:: The problem ::
Copy out every line of the data below word for word, with no changes to spelling, punctuation, or line breaks.
— start Material supplied —
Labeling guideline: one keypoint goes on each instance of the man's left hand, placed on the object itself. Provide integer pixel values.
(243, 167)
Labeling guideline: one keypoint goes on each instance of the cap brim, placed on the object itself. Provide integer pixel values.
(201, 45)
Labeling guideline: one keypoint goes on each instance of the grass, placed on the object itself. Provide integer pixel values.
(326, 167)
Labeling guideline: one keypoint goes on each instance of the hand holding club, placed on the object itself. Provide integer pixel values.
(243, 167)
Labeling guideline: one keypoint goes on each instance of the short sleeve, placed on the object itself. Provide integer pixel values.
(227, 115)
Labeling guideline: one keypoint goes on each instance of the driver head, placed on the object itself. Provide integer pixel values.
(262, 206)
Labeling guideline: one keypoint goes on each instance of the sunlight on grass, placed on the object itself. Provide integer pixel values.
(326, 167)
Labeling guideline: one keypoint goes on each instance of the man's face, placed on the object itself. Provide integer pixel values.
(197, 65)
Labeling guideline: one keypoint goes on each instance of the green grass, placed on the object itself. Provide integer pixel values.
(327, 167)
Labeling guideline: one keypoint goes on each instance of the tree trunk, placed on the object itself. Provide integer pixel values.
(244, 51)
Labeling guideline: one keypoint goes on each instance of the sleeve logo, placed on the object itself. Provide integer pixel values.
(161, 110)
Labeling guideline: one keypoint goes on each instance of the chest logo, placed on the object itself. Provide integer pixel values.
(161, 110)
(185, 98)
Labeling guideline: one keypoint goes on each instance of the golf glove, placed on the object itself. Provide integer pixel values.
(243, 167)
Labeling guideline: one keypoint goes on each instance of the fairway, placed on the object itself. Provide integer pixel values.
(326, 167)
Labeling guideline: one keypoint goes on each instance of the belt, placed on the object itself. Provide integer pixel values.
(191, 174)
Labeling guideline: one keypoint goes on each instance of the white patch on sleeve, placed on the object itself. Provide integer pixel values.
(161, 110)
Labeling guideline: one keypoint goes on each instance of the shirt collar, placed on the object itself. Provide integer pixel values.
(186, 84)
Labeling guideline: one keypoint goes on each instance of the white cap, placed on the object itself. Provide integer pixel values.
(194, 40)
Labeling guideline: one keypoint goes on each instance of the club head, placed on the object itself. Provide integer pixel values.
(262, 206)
— end Material supplied —
:: Solution to the exercise ::
Labeling guideline: one keypoint goes on each instance of the man's left hand, placed on the object itself. Provide integer pixel values.
(243, 167)
Labeling guideline: one keypoint goes on each instance of the cap brim, placed on the object itself. Provide integer pixel values.
(201, 45)
Labeling guideline: one keypoint goes on each instance of the grass, placed on the object itself. Provide integer pixel values.
(326, 167)
Labeling guideline: one keypoint goes on each instance of the hand holding club, placed on the object itself. Provide integer pixel values.
(243, 167)
Labeling guideline: one keypoint goes on each instance of the short sleeve, placed on the object itself. Provide integer pixel values.
(227, 115)
Labeling guideline: one keypoint goes on each instance of the driver head, placed on the object itself. Provide integer pixel values.
(262, 206)
Labeling guideline: one keypoint goes on each instance of the sunlight on grass, placed on the object itself. Provide integer pixel values.
(326, 167)
Labeling guideline: one keypoint goes on each instance of the man's face, placed on the object itself. Provide integer pixel values.
(197, 65)
Labeling guideline: one keypoint goes on each instance of the green grass, placed on the object itself. Provide integer pixel values.
(327, 167)
Labeling guideline: one keypoint goes on each instance of the tree trunk, placed on the object itself. Provide integer pixel values.
(244, 51)
Labeling guideline: one keypoint goes on each instance of the sleeve logo, placed on the object itself. Provide integer pixel values.
(161, 110)
Labeling guideline: one keypoint goes on each instance of the chest logo, placed on the object itself. Provide integer pixel values.
(161, 110)
(185, 98)
Labeling guideline: one keypoint goes on each instance of the golf glove, placed on the object itself. Provide integer pixel values.
(243, 167)
Labeling guideline: one keypoint goes on each instance of the fairway, placed on the object itself. Provide integer pixel values.
(326, 167)
Labeling guideline: one keypoint goes on each instance of the belt, placed on the object itself. Provide integer pixel values.
(191, 174)
Labeling guideline: one keypoint goes on each instance of the white patch on sleeve, placed on the object itself. Provide integer pixel values.
(161, 110)
Labeling guideline: one keypoint goes on each instance of the shirt collar, placed on the object itself. Provide integer pixel values.
(186, 84)
Labeling guideline: one keypoint goes on each instance of the white cap, placed on the object itself. Provide integer pixel values.
(194, 40)
Labeling guideline: one keypoint goes on each instance of the club head, placed on the object itself. Provide integer pixel values.
(262, 206)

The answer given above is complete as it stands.